◆ SOURCE EXCERPT ◆

* BEGIN *

As networks evolve, the positive effect of transitivity on cooperation innovation increases.

2.2.2. Status and Cooperative Innovation

In addition to closed triadic relationships resulting in an increase in network connections, status effects can influence the evolution of cooperative innovation networks [85]. The more central the entity’s status in the network, the greater the number of connections they maintain with other members or the more frequently they feature in the path of other connections [86,87]. More importantly, because of their extensive connections, they dominate the dynamics of the entire network interaction activities, such as the types, objects, and frequencies of knowledge exchanges [88]. These focal actors contribute substantially to the advancement and innovation performance of the network.

Social network analysis suggests that network status plays a crucial role in determining the connections with which entities choose to link. Status reflects the perceived quality of the actors, with a noteworthy status suggesting a considerable degree of expertise and reputation [89]. Network actors tend to collaborate with individuals of superior status [85]. In the early stages of network development, actors operating under resource constraints often experience limitations in their observational capabilities. This restricts their ability to gather and accumulate credible information about other network members. In this instance, establishing connections with central enterprises emerges as a strategic decision. Firstly, the network status effect can significantly streamline the process of identifying partners, thereby reducing search costs. Secondly, cooperative engagement with reputable actors may serve as a strong indication of quality. Consequently, in order to gain network legitimacy, individuals within a network are incentivized to form connections with enterprises that hold central positions [90]. Lastly, obtaining contact with higher-status actors can help them attract more attention. This, in turn, can facilitate the expansion of their relationship network [44].

To reap the benefits of member clustering, a number of new actors may emerge during the growth phase of a network [91]. At this stage, they may be deficient in comprehensive information about other companies within the competitive environment. The scale of the network may also hinder the precise identification of all potential collaborators. To integrate into cooperative activities efficiently and exhibit strengths, status becomes a valid criterion for establishing network connections [28]. However, after a certain period of engagement, the transparency of member information improves. The role of network status as a reliability indicator is weakened when actors develop cooperative partnerships [30]. Moreover, with the evolution of the network, entities engaging in innovation activities increasingly explore more complex domains. This complexity necessitates the integration of a diverse array of heterogeneous knowledge to effectively overcome technological bottlenecks. It is more probable for actors to diversify innovative collaborations emanating from the network periphery, as opposed to solely depending on central enterprises [92]. Therefore, we hypothesize that

H2: 

As networks evolve, the positive effect of status on cooperation innovation first increases and then reduces.

* END *

◆ DIRECTION 1 ◆
Give back, word for word, the rows below, starting with the line that contains "light above? Mark it with a dot." and going on through the last row.
The text above has nothing to do with the rows that come after it.

◆ SUPPLIED DATA ◆
* BEGIN *

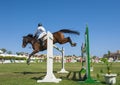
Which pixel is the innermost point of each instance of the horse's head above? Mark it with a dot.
(27, 39)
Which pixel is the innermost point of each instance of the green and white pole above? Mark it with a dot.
(89, 79)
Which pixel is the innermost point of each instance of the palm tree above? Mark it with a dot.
(3, 50)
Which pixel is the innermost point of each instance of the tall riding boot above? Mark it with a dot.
(41, 42)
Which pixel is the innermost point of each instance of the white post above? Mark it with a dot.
(49, 76)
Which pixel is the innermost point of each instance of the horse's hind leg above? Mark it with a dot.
(68, 39)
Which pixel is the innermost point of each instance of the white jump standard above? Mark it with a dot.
(50, 77)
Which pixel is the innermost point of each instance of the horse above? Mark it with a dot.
(58, 37)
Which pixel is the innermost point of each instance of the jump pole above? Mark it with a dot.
(89, 79)
(63, 62)
(50, 77)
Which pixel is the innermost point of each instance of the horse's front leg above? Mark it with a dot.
(28, 60)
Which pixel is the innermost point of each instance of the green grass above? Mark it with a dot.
(22, 74)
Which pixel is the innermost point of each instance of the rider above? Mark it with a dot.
(40, 33)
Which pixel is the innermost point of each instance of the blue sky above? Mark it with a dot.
(20, 17)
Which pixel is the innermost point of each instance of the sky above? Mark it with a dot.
(21, 17)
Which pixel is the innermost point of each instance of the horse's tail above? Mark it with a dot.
(69, 31)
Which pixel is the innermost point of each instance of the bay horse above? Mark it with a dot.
(58, 37)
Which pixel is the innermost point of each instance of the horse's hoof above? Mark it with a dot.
(74, 44)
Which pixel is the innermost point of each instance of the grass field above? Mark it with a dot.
(22, 74)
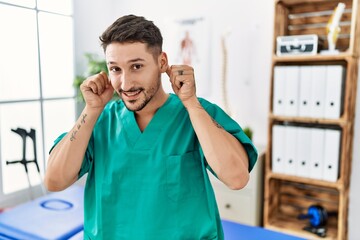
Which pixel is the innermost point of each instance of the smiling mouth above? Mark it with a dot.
(132, 94)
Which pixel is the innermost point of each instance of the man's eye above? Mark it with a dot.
(114, 69)
(136, 66)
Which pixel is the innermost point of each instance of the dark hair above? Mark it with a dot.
(131, 28)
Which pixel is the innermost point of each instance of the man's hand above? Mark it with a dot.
(97, 90)
(183, 83)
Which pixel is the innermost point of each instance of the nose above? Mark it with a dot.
(125, 82)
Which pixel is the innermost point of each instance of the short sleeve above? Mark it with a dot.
(88, 158)
(232, 127)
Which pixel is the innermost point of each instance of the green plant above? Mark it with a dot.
(249, 132)
(94, 66)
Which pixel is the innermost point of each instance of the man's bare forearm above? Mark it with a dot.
(66, 158)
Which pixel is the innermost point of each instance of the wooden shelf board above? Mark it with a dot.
(314, 58)
(294, 226)
(336, 185)
(341, 122)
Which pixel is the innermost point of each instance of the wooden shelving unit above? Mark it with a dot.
(287, 196)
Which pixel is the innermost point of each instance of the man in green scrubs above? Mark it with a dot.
(147, 155)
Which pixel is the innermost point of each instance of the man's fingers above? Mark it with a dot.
(92, 85)
(168, 71)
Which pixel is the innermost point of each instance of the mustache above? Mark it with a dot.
(130, 90)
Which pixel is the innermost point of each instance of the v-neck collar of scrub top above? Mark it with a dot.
(147, 138)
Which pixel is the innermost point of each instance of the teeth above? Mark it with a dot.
(130, 94)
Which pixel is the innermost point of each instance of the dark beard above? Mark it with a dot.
(148, 96)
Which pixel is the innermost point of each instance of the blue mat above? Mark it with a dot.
(236, 231)
(54, 216)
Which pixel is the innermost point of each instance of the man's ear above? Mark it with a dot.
(163, 62)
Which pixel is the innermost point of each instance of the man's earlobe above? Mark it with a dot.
(164, 66)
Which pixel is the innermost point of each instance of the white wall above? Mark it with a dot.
(250, 48)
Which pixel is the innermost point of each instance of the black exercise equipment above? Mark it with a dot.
(24, 134)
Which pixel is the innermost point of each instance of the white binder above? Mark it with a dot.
(331, 155)
(290, 150)
(305, 91)
(317, 153)
(292, 91)
(279, 90)
(334, 90)
(278, 147)
(303, 154)
(318, 91)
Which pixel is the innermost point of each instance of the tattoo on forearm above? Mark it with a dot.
(73, 134)
(217, 124)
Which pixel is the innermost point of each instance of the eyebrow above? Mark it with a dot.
(130, 61)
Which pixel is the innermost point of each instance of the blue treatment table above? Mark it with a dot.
(57, 215)
(60, 216)
(236, 231)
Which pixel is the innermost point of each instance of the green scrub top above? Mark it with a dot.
(152, 184)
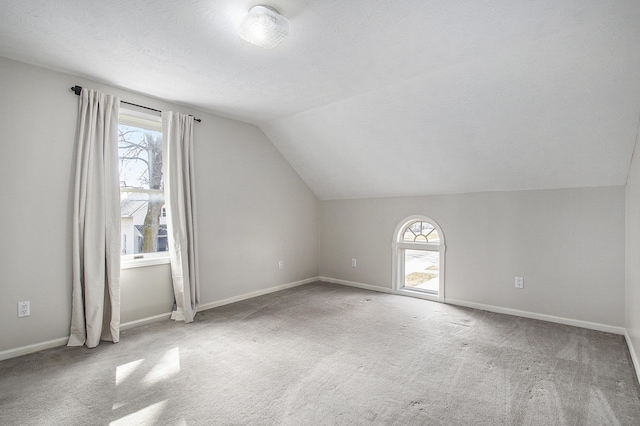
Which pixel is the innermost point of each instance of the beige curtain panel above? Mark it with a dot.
(180, 198)
(95, 313)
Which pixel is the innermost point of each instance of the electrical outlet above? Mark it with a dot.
(24, 309)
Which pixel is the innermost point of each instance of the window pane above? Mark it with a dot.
(421, 232)
(140, 152)
(422, 270)
(143, 224)
(143, 228)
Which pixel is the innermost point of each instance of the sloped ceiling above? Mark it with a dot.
(378, 98)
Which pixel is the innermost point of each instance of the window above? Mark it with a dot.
(143, 219)
(418, 258)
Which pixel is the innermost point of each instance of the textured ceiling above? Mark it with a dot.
(378, 98)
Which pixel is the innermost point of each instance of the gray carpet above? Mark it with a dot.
(323, 354)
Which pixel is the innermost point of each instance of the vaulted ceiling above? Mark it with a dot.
(379, 97)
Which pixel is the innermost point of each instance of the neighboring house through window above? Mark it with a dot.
(143, 218)
(418, 258)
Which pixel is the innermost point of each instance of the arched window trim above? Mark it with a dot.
(398, 247)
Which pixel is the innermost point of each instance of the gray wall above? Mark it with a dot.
(567, 244)
(253, 209)
(632, 320)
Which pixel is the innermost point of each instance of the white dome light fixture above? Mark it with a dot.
(264, 26)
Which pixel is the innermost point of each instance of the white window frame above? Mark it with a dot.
(136, 116)
(398, 264)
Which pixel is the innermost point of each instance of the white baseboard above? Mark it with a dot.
(145, 321)
(632, 352)
(542, 317)
(235, 299)
(355, 284)
(497, 309)
(36, 347)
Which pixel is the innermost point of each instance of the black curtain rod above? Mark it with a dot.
(78, 89)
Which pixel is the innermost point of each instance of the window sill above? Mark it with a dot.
(139, 263)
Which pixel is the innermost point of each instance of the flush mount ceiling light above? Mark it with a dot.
(264, 26)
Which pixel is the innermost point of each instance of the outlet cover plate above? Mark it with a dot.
(24, 309)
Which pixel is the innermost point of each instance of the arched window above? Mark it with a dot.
(418, 258)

* END *

◆ DIRECTION 2 ◆
Extend the passage on status and cooperative innovation networks, picking up right after its last sentence.

◆ TASK OUTPUT 1 ◆
Which pixel is the innermost point of each instance of the flush mount ceiling light above? Mark it with a dot.
(264, 26)
Which pixel is the innermost point of each instance of the outlet cover plate above? Mark it with a dot.
(24, 309)
Which pixel is the innermost point of each instance of the arched window above? Mark it with a dot.
(418, 258)

◆ TASK OUTPUT 2 ◆
2.3. Stakeholder Governance Mechanisms and Cooperative Innovation

In addition to uncovering the internal endogenous principles that shape the evolution of cooperative innovation networks, we consider the governing effect of two key external stakeholders: industry associations and governments. As for the effect of the former, association autonomy is the governance mechanism by which network members organize collective behavior and coordinate multilateral relationships. This is achieved through the spontaneous establishment of industry associations or chambers of commerce, which operate based on common consultation principles [17,18,93]. As regards the government, the logic of its engagement in cooperative innovation is that it uses its legal power to implement industrial development policies and establish institutional environments [60,94]. Industrial policy support constitutes a strategic framework, which the government implements within a certain period in order to realize development goals and upgrade industrial chains [36,58,95]. In addition, the government establishes the external institutional environment for enterprise competition and cooperation. The institutional environment refers to a series of fundamental political, social, and legal rules that establish the basis for production, exchange, and distribution [56].

2.3.1. Association Autonomy and Cooperation Innovation

Enterprises attempt to engage in collective actions to gather resources with other actors to obtain market benefits, particularly in complex technology development contexts [96]. Nonetheless, the sustainability of their collective actions is influenced by issues such as the presence of discrepancies in interest claims. In this context, industry associations, as organizations dedicated to nurturing collaboration, can assume a pivotal role. Firstly, these associations emphasize the shared identity among members through self-initiated common agreements, which define and promote common interests [97]. Through collaboration, members benefit from the use of collective resources to promote market growth [98,99]. Secondly, industrial associations facilitate member interactions to foster the development of cooperative relationships. This goal is accomplished through formal or informal knowledge-sharing activities, which involve the exchange of ideas, rules, and customs [23]. Frequent interactions allow members to gain a comprehensive understanding of each other. This comprehension can mitigate the potential moral risks associated with information asymmetry [48]. Thirdly, associations possess extensive industry-specific information, including critical market intelligence and information on market dynamics, which may not be readily accessible from public sources [100,101]. Thus, they act as intermediaries for information transmission, which results in the establishment of networks of multilateral connections among members [63,102].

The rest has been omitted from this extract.